— Start of Source extract —

Fantasy football is one of those cultural phenomenons that started out decidedly lame, but then slowly built up to an acceptable practice, much like non-smoking sections or using protection. Now even Team Cool & Tough participates. 

But this general acceptance by no way means fantasy football is entirely cool. There’s still a lot of gray area. Many landmines o’ lameness you must sidestep in order to avoid fantasy football loserdome.

Here are a few guidelines to follow in order to maintain your cool and tough status while playing fantasy football:

steve smith1) Never join a league at random. You should have enough friends that you are not vulturing other people’s leagues or joining leagues anonymously via message board invites. If you are currently doing these things, find some friends. Seriously.

2) Always gamble on the outcome. You and your friends need to have at least $30 each–preferably more–invested into your league. Just about anything is less lame as long as you’re gambling on it.

3) Never talk to anyone who does not play fantasy football about your league. If you find yourself telling people on the subway about your kick ass running back stable, you are a loser. Plain and simple.

4) Do not belong to more than two leagues at a time. Two leagues can usually be justified for various obligatory reasons. If you find yourself in three leagues or more you need to phone a prostitute.

5) Never purchase a preseason magazine. For your draft, print some player lists off the internet. This is all the prep material you need. You should know enough about the NFL without some poindexter outlining it for you. If you do not know enough about the NFL, it’s time to consider your career as a hairstylist.

— End of Source extract —
— Start of Entries provided —

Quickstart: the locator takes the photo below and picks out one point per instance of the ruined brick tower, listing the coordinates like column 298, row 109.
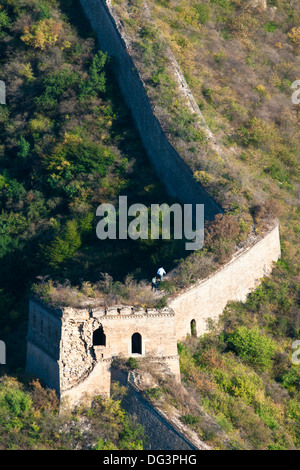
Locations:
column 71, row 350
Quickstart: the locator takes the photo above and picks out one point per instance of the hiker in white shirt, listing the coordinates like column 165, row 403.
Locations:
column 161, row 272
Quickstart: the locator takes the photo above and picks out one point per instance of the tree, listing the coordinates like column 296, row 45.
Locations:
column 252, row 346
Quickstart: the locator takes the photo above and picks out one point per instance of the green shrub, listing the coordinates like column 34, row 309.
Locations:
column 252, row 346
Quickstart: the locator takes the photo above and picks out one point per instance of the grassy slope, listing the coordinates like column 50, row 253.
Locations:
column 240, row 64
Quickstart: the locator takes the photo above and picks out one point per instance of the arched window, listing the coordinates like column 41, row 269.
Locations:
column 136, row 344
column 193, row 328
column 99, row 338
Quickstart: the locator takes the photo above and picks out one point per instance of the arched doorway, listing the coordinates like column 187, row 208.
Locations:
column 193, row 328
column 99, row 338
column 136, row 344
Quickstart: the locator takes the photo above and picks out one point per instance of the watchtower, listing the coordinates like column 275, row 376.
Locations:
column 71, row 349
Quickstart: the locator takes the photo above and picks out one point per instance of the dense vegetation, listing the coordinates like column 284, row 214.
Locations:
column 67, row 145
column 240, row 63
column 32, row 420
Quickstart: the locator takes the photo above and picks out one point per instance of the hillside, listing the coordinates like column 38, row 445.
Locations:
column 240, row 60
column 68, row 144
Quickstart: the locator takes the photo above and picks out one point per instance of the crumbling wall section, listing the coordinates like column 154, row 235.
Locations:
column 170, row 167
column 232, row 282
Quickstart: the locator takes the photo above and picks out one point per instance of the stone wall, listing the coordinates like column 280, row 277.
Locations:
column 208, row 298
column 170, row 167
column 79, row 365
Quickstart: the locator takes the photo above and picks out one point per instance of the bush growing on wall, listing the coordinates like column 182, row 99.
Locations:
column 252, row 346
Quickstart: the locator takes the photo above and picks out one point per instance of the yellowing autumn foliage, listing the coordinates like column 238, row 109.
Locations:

— End of Entries provided —

__Prompt 1__
Answer these from the fantasy football guidelines:
(a) How much money should each person have invested in the league at minimum?
(b) What is the most leagues a person should belong to at one time?
(c) What should be printed off the internet for the draft?
__Prompt 2__
Please recast the paragraph in the fantasy football guidelines that begins "5) Never purchase a preseason magazine." as a short bulleted list that keeps its main points.
__Prompt 3__
From the fantasy football guidelines, return the text word for word between "But this general" and "some friends. Seriously.", inclusive.

__Task result 1__
(a) At least $30 each, preferably more.
(b) Two leagues.
(c) Some player lists.

__Task result 2__
- Don't buy a preseason magazine.
- For the draft, print some player lists off the internet. That is all the prep material needed.
- You should know enough about the NFL without someone outlining it for you.
- If you don't know enough about the NFL, consider a career as a hairstylist.

__Task result 3__
But this general acceptance by no way means fantasy football is entirely cool. There’s still a lot of gray area. Many landmines o’ lameness you must sidestep in order to avoid fantasy football loserdome.

Here are a few guidelines to follow in order to maintain your cool and tough status while playing fantasy football:

steve smith1) Never join a league at random. You should have enough friends that you are not vulturing other people’s leagues or joining leagues anonymously via message board invites. If you are currently doing these things, find some friends. Seriously.